▼▼▼

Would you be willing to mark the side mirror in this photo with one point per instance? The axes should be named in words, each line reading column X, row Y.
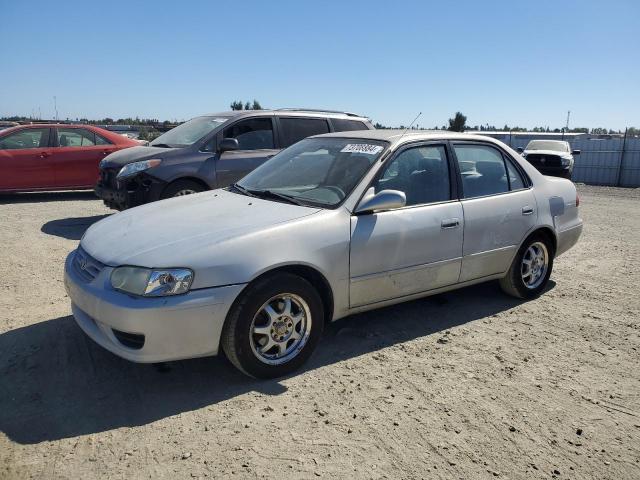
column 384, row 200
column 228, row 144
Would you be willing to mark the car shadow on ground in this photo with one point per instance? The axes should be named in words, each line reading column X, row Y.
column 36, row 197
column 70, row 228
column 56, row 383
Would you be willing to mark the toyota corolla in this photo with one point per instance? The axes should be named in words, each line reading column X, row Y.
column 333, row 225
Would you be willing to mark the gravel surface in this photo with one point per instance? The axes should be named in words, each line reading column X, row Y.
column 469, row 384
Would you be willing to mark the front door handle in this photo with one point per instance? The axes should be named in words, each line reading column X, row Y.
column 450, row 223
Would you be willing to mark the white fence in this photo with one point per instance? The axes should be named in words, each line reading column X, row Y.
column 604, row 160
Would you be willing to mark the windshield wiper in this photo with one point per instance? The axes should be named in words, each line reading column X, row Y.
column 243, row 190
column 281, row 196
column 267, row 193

▲▲▲

Requirement →
Exact copy, no pictures: set down all the entries again as they stand.

Solution →
Would you be willing to mark the side mirror in this photo with one point per instance? The axes should be named in words, each line reading column X, row Y.
column 384, row 200
column 228, row 144
Would you be willing to mark the car shadow on ground in this photo with one point per instance? The axes should be named in words, each line reading column X, row Y.
column 36, row 197
column 70, row 228
column 56, row 383
Would you be willing to mark the toyota corolla in this photo with one point per instance? The axes should be named in words, each line reading column X, row Y.
column 333, row 225
Would you be willing to mark the gravel surface in this photo with one point per instance? The axes should be named in words, each line reading column X, row Y.
column 469, row 384
Would you be willing to mark the front door handle in this photo with one point per instance? The axes should be named in words, each line reading column X, row Y.
column 450, row 223
Would you be willing to mark the white fence in this photo with one point per instance? The axes should be named in words, each line reading column X, row Y.
column 604, row 160
Would you be willing to mark the windshield wiper in this photo with one point per instance? The axes should be named in words, each line reading column X, row Y.
column 243, row 190
column 281, row 196
column 267, row 193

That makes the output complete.